- _Source_:
********
Bryna Paston – The Long and Winding Road to Master of Life
Valley Forge, PA Regional Tournament week of June 22nd, 2015: all present and accounted for, the crazy boisterous bridge players, the instructors (unlicensed except in their own minds) who will gladly tell you everything you did wrong at the bridge table and everything you are going to do wrong – and you don’t even have to ask. Then we have the strong silent types who can’t smile, nod in your direction or even pretend they are playing against any other functioning human beings. To them you are invisible.
And everyone in the room on every floor of the hotel is screaming the same thing: “How many points do you need?” In my case, it was 6.0 gold. To become a life master. To stop schlepping to far flung tournaments, playing all day and drinking all night and paying the ACBL a ridiculous amount of money over the last 100 years, acquiring all my black, red, silver on the road to 6 gold.
Luckily, Valley Forge is my hometown so the only expense this go-round was gas. Well, ok, food. But I would probably eat anyway if I lived in Podunk, Iowa. I just wouldn’t be here in the Philadelphia area for any tournament or famous historic sight. Seen them all.
A word about my team, God bless them. My partner Barbara and our mates Gina and Hollis have played many a Swiss, Knock-Out and Knock-Up which has brought us to this turning point in my life. The other three have long been life masters and they were doing this just for me. I really owe them.
To keep you in suspense no longer: we did very well. We acquired 2.36 gold in Swiss and 2.61 gold in knock outs. Close but no cigar! Don’t you just love that saying? I bet you don’t know what it means either.
********
- _Extracted records_:
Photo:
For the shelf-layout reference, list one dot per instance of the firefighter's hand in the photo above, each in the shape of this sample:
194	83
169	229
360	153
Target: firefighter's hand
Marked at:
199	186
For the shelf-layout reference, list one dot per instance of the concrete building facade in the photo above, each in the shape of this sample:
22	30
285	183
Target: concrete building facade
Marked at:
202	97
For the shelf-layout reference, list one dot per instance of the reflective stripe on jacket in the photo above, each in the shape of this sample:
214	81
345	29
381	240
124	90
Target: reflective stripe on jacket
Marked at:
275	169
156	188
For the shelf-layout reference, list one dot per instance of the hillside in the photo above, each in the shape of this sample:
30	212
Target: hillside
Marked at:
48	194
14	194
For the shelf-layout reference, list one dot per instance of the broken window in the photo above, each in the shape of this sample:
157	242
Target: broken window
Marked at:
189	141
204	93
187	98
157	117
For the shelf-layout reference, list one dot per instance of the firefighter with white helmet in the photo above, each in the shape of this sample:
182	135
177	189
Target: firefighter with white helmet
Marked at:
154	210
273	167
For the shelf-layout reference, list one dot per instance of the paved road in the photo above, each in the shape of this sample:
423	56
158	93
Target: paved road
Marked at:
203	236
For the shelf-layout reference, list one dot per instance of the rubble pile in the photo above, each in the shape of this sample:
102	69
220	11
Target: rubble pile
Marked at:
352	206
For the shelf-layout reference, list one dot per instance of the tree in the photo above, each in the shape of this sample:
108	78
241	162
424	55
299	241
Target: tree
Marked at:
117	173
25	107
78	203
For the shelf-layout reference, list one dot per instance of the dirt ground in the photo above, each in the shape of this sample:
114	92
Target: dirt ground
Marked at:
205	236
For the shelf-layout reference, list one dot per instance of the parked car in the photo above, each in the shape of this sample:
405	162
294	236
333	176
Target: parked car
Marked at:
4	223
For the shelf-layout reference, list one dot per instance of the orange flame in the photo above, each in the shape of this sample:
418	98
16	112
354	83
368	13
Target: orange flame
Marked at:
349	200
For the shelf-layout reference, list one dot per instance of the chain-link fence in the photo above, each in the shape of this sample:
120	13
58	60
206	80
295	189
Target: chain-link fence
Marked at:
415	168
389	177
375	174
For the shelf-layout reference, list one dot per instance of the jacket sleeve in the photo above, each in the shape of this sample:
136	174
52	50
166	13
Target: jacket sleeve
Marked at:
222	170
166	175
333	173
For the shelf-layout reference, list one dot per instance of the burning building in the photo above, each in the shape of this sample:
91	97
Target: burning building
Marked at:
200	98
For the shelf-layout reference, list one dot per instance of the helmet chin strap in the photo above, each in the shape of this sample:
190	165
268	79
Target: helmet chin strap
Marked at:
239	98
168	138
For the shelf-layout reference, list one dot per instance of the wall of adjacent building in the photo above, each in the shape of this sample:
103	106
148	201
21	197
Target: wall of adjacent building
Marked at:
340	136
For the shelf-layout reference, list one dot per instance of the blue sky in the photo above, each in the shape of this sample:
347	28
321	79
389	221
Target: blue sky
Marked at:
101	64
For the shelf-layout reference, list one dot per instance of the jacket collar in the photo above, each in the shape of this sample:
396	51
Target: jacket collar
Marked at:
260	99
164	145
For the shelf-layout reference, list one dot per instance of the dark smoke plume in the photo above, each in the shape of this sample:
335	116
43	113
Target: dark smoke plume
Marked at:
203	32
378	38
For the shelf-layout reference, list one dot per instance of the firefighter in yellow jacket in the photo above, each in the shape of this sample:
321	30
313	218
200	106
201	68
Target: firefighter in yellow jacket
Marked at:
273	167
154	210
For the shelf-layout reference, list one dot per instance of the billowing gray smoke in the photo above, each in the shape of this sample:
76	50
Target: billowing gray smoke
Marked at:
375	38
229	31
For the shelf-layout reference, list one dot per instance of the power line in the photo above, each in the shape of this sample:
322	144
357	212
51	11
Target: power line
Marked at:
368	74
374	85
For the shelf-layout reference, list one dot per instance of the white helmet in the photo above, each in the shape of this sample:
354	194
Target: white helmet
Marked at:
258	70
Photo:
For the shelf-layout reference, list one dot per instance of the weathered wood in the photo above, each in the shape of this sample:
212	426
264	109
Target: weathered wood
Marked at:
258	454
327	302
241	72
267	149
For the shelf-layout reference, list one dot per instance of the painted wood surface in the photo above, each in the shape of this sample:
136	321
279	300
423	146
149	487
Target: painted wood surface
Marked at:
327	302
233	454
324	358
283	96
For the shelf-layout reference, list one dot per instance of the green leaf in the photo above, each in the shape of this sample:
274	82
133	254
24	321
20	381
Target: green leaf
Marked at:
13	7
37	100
********
- _Written problem_: In the account of the Valley Forge bridge tournament, how many gold points did the writer need to become a life master?

- _Solution_: 6.0 gold points.